**THE TASK:** Pictures in the records are to be excluded from an otherwise exact copy.

Records from a dataset:

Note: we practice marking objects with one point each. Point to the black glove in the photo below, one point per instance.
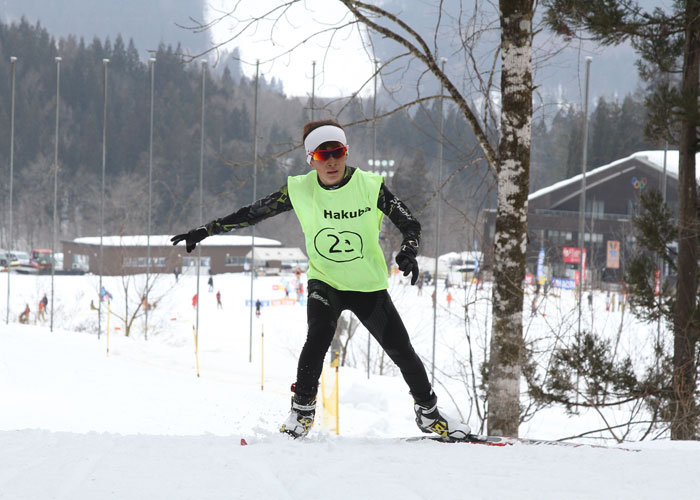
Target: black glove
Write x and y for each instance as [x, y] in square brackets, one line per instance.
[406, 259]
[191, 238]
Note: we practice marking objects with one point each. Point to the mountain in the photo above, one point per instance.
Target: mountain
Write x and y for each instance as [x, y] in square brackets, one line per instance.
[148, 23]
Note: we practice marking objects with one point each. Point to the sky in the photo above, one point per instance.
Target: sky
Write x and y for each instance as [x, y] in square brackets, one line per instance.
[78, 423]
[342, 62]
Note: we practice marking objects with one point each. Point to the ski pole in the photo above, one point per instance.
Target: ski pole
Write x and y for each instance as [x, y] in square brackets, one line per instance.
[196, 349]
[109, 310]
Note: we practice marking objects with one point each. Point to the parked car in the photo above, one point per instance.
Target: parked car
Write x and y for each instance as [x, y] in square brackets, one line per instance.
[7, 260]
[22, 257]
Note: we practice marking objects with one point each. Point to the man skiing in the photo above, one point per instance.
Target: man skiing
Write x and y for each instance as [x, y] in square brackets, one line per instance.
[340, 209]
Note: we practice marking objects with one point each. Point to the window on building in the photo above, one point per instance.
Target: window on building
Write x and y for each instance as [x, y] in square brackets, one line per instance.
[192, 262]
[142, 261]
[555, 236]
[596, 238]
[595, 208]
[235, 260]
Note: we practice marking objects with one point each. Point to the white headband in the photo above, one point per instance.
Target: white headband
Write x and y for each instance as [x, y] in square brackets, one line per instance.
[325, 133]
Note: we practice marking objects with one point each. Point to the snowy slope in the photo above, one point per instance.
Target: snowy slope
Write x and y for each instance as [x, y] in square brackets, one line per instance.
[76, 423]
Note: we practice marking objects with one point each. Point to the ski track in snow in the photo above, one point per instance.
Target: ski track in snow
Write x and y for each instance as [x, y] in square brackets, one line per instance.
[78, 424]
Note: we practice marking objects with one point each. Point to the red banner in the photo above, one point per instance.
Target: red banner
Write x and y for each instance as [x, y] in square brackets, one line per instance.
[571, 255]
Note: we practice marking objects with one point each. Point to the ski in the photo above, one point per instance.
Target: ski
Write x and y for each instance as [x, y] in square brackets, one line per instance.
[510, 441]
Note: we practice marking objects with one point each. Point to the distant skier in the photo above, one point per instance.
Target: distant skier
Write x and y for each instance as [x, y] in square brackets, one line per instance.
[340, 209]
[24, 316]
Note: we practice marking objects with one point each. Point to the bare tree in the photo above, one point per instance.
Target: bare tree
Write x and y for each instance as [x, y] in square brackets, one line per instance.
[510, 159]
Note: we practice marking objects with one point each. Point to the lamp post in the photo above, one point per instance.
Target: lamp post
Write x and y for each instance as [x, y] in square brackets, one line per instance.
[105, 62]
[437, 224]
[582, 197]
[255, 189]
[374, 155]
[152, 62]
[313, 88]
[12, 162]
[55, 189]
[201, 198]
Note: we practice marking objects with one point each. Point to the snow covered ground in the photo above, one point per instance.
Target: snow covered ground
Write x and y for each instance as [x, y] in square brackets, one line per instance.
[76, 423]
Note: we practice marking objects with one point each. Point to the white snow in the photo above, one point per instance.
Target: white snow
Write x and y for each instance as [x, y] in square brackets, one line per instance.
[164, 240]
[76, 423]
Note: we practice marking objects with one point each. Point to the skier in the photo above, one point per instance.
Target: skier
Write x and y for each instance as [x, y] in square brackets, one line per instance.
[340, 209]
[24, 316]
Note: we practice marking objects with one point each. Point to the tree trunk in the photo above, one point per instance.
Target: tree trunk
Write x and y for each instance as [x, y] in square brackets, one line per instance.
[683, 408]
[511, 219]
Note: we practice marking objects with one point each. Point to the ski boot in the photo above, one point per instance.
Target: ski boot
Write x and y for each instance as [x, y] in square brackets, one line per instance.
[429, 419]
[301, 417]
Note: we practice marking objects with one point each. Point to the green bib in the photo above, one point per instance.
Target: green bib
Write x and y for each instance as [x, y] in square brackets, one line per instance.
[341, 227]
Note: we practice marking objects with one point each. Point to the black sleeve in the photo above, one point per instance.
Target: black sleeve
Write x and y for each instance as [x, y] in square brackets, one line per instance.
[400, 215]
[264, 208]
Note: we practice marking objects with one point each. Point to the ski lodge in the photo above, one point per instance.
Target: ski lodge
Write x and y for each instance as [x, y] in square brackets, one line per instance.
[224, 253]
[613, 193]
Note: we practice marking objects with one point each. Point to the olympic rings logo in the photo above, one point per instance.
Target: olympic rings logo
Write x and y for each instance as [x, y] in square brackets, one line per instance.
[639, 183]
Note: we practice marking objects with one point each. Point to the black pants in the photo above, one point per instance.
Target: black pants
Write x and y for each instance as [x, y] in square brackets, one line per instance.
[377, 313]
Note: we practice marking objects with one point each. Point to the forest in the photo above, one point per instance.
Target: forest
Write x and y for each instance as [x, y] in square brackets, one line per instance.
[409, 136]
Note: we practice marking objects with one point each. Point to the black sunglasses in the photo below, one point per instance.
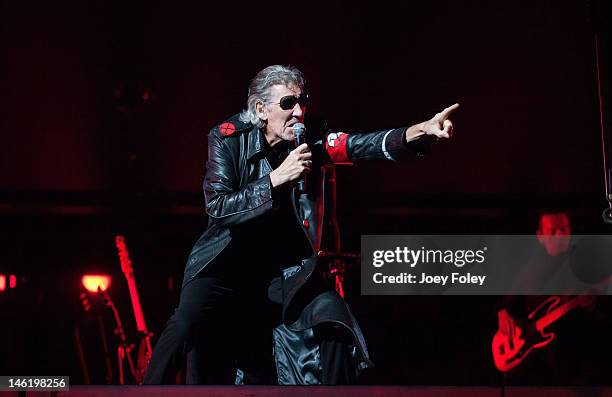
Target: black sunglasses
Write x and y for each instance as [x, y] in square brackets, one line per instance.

**REPLY:**
Note: we practice marking objects with one point each. Point to the black glove in the photo below, one point per instance.
Target: black glove
Write x and y for each instance as [x, y] in square brackets, one line per instance.
[406, 259]
[191, 238]
Note: we practice marking objects with one point each. Point to the mountain in the photo above, one point per instance.
Target: mountain
Write x and y for each instance as [x, y] in square brackets, one line per instance.
[148, 23]
Note: we practice marking objects with one point each. Point to the sky in the photo above, one point per instance.
Target: sky
Write x and y for each instance as [x, y] in square brackets, one line per instance.
[78, 423]
[342, 62]
Note: we practice marking objects with one point each. Point to the ski pole in the photo above, one point per instance.
Target: ski pole
Write x and y for each instance as [x, y] in square brackets, one line per instance.
[196, 349]
[109, 310]
Note: we practice marking objects with one point each. Point to the parked car in the photo above, one point per instance.
Target: parked car
Write x and y for each instance as [x, y] in square brackets, one line per instance.
[7, 260]
[22, 257]
Note: we practice marking objects with one point each. Point to the man skiing in the photo above, one point per instance.
Target: man skiing
Write x and y for each instance as [x, y] in square brackets, one line per instance.
[340, 209]
Note: we practice marking objects with one point each. Point to the window on building in the photo above, one point per instance.
Target: window on building
Write x and y for each instance as [x, y] in square brackets, one line per instance.
[192, 262]
[142, 261]
[555, 236]
[596, 238]
[595, 208]
[235, 260]
Note: we practice marking objects with one point each. Point to the white headband in the photo above, one point per instance.
Target: white headband
Write x and y for each instance as [x, y] in square brackets, one line per instance.
[325, 133]
Note: we practice marking objects with one point each. Point to the snowy slope in the photo above, one point per instance.
Target: snowy slope
Write x and y for each instance as [x, y] in square brackets, one line per instance.
[76, 423]
Note: we practice marking objects with one point each. Point to the ski track in snow in the photo above, one point per instance.
Target: ski track in snow
Write x and y for each instance as [x, y] in square brackets, one line per instance.
[78, 424]
Note: we practice marking objects with one point each. Point to the red banner in the photo above, one point per instance.
Target: red banner
Write x and y for each instance as [x, y] in square brackets, one line per instance.
[571, 255]
Note: we practice marking objects with one point each. Point to the ski in the photo above, one point per instance.
Target: ski
Write x and y for each instance as [x, y] in square brackets, one line per instance.
[510, 441]
Note: we practice marking objects with one point each. Point to the distant skier in the photo above, one point per instance.
Target: distant skier
Write x and y for each instance as [x, y] in square brackets, one line per instance.
[340, 209]
[24, 316]
Note: we practice marking objects with one point each. Point to the bare tree in the photo above, one point per instance.
Target: bare tree
Write x and y for each instance as [x, y] in square brackets, one line per instance.
[510, 159]
Note: we practice marking objects with one point each. Point to the lamp post in the photo above, one point per instance.
Target: lamp post
Write x and y for each instance as [x, y] in square brackets, one line per instance.
[105, 62]
[437, 224]
[582, 197]
[255, 189]
[374, 155]
[152, 62]
[313, 88]
[12, 162]
[55, 189]
[201, 198]
Note: we practice marking objects with one point each. Point to the snow covered ground in the photo above, one point per instance.
Target: snow covered ground
Write x and y for each instance as [x, y] in square brackets, one line per instance.
[76, 423]
Note: we practice marking objects with one point each. Point to the white snow in the photo above, one point per instance.
Target: white snow
Write x and y for each instance as [x, y] in square brackets, one line per instance.
[164, 240]
[76, 423]
Note: we practice marking objects with one point each. Point to the skier in the photo above, one point per instance.
Target: skier
Write x and y for each instance as [x, y] in square brackets, one line per instance.
[340, 209]
[24, 316]
Note: we practice marking objects with one point each. Point to the tree trunk in the photo above, one point per instance.
Target: tree trunk
Write x and y for each instance as [x, y] in square brackets, one line per instance.
[683, 408]
[511, 219]
Note: we practice marking objects with one point each. Point to the ski boot in the photo above, one point per instance.
Target: ski boot
Write x and y for each instance as [x, y] in square brackets, one line per instance.
[429, 419]
[301, 417]
Note: we practice marking objects with one point each. Point to the green bib in the photo above, one point per instance.
Target: green bib
Write x and y for each instance as [x, y] in square brackets, one line per instance.
[341, 227]
Note: we practice marking objects with one point each. Point to the black sleeve in the photo above, one point per instance.
Target: black sleeve
Write x and y for each instance as [x, y] in square brackets, one line per instance.
[400, 215]
[264, 208]
Note: we practice marking objects with one point each. Point to the ski lodge in the photo above, one point per instance.
Target: ski lodge
Write x and y for each instance as [x, y] in square brackets, one line per instance.
[224, 253]
[613, 193]
Note: we practice marking objects with one point each. Point to the olympic rings logo in the photo above, one point per instance.
Target: olympic rings logo
Write x and y for each instance as [x, y] in square brackets, one line per instance.
[639, 183]
Note: we practice marking objects with one point each. Point to the black pants in the photo above, one point per instance.
Target: black pants
Write x and y for each instance as [x, y] in square brackets, one line per instance.
[377, 313]
Note: we practice marking objects with one point each. Point to the forest in the photo above, one point per instance.
Target: forest
Write x and y for each instance as [x, y] in square brackets, one line per instance.
[409, 136]
Note: we practice marking objects with one point each. Point to the black sunglasses in the photo below, one point per instance.
Target: black sunglasses
Write x and y for each instance as [x, y] in square brackets, one line per instance.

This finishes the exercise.